● Extract provided
---*---

The subject of SPF (Sun Protection Factor) testing evokes varied responses from the scientific and regulatory communities. Related discussions are provocative, often complex and sometimes exasperating. However, testing cannot be addressed without everyone weighing in, and this includes the testing lab voice and the scientific and regulatory communities.

“[SPF] is obtained by dividing the energy required to produce erythema [sunburn] on product protected fair [Skin types I, II, and III] human skin, by that required to produce erythema on the human subject’s unprotected skin,” explained Dennis Lott, VP technical affairs, Tanning Research Laboratories, manufacturer of Hawaiian Tropic. “Protected skin is that which has received an application of 2 mg/cm2 of SPF product.”

Lott said worldwide test methods expose small areas of the protected and unprotected skin to five to seven increasing doses of ultraviolet (UV) energy produced by an artificial light source called a solar simulator. The first small area on the protected and unprotected skin to exhibit erythema 24 hours after exposure is called the “minimal erythema dose (MEDp)” and MEDu respectively. “An MED is typically defined as an unambiguous redness reaching the borders of the exposure subsite,” said Lott. “The SPF for the individual taking the test is then determined by dividing the amount of energy required to produce erythema on the protected site by that of the unprotected site.” Simply put: SPF = MEDp/MEDu.

---*---

● Material provided
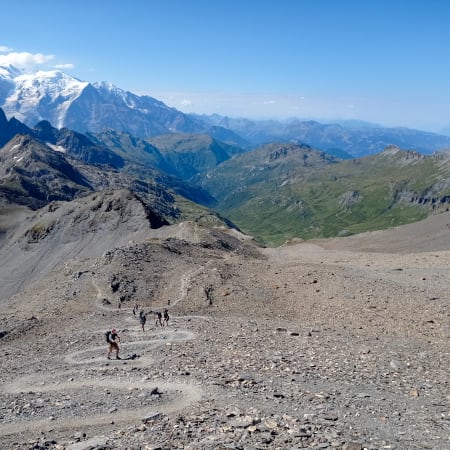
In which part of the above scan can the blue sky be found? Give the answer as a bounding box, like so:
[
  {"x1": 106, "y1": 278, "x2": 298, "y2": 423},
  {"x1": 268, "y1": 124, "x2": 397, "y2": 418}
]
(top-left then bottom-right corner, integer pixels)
[{"x1": 0, "y1": 0, "x2": 450, "y2": 131}]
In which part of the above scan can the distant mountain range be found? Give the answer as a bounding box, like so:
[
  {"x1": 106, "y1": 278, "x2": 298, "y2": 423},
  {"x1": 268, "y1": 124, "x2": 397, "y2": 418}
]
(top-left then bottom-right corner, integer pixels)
[
  {"x1": 0, "y1": 66, "x2": 450, "y2": 158},
  {"x1": 0, "y1": 110, "x2": 450, "y2": 246}
]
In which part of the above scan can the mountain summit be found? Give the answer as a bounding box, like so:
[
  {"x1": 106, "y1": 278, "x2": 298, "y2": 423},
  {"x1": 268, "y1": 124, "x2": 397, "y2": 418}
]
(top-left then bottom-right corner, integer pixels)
[{"x1": 0, "y1": 66, "x2": 206, "y2": 137}]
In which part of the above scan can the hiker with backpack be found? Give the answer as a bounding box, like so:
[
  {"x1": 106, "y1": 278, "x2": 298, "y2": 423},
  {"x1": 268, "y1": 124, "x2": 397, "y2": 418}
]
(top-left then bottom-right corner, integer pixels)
[
  {"x1": 155, "y1": 311, "x2": 163, "y2": 327},
  {"x1": 163, "y1": 308, "x2": 169, "y2": 326},
  {"x1": 105, "y1": 328, "x2": 121, "y2": 359},
  {"x1": 139, "y1": 309, "x2": 147, "y2": 331}
]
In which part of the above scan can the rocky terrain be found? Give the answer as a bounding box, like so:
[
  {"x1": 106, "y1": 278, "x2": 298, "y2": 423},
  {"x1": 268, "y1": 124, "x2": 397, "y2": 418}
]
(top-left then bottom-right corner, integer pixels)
[{"x1": 0, "y1": 214, "x2": 450, "y2": 450}]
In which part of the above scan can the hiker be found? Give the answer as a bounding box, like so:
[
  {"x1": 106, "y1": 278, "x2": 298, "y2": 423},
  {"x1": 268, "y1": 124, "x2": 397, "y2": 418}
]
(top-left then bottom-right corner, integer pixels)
[
  {"x1": 139, "y1": 310, "x2": 147, "y2": 331},
  {"x1": 106, "y1": 328, "x2": 121, "y2": 359},
  {"x1": 163, "y1": 308, "x2": 169, "y2": 326}
]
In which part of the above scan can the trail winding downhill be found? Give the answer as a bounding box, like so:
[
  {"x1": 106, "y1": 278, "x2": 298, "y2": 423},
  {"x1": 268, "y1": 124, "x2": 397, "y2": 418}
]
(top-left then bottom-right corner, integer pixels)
[{"x1": 0, "y1": 266, "x2": 213, "y2": 436}]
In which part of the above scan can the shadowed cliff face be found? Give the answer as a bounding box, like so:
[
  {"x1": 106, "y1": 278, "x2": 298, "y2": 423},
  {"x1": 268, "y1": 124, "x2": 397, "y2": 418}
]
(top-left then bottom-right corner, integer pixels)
[{"x1": 0, "y1": 190, "x2": 167, "y2": 298}]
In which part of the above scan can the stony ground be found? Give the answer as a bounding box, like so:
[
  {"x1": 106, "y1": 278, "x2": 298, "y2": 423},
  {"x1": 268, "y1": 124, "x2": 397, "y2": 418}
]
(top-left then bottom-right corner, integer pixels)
[{"x1": 0, "y1": 221, "x2": 450, "y2": 450}]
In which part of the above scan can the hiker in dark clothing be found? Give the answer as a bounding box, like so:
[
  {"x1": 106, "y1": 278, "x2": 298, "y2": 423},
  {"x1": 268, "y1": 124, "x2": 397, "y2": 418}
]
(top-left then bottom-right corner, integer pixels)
[
  {"x1": 163, "y1": 308, "x2": 169, "y2": 326},
  {"x1": 155, "y1": 311, "x2": 163, "y2": 327},
  {"x1": 106, "y1": 328, "x2": 120, "y2": 359},
  {"x1": 139, "y1": 310, "x2": 147, "y2": 331}
]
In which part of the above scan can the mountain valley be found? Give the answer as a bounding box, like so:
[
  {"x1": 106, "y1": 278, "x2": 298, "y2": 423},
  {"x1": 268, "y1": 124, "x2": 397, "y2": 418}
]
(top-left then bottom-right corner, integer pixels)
[{"x1": 0, "y1": 68, "x2": 450, "y2": 450}]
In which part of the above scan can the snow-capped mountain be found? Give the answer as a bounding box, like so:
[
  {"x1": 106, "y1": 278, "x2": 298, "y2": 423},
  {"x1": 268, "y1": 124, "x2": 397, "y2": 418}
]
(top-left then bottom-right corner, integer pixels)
[{"x1": 0, "y1": 66, "x2": 206, "y2": 137}]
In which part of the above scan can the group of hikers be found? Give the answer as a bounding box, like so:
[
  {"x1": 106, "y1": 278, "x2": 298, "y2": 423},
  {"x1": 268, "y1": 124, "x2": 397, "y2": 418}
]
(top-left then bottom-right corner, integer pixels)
[
  {"x1": 106, "y1": 304, "x2": 170, "y2": 359},
  {"x1": 133, "y1": 304, "x2": 170, "y2": 331}
]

---*---

● Parts of the exercise
1) Return everything in the SPF testing passage from "The subject of" down to "and the scientific and regulatory communities.", copied word for word.
2) Answer these from the SPF testing passage:
(a) What amount of SPF product must be applied for skin to count as protected?
(b) How many increasing doses of UV energy are the small skin areas exposed to?
(c) How many hours after exposure is erythema looked for?
3) Write the next part of the SPF testing passage, picking up right after its final sentence.

● Numbered responses
1)
The subject of SPF (Sun Protection Factor) testing evokes varied responses from the scientific and regulatory communities. Related discussions are provocative, often complex and sometimes exasperating. However, testing cannot be addressed without everyone weighing in, and this includes the testing lab voice and the scientific and regulatory communities.

2)
(a) 2 mg/cm2
(b) Five to seven
(c) 24 hours

3)
The final SPF value is determined by averaging the values obtained from either a 10- or 20-subject panel. “In the United States, a 20-subject panel is used, and the result is statistically massaged in an attempt to determine the point at which 95% of the population will obtain the SPF result,” Lott added.

“Two of the most glaring problems with the SPF test are the fact that the endpoint is not protection, but sunburn, and the fact that only sunburn is measured,” Lott said. “In many individuals, the first reaction to the UV energy may not be erythema but melanogenesis (tanning). For example, subjects frequently show reactions to the UV energy at a lower energy dose than that judged to be erythema.”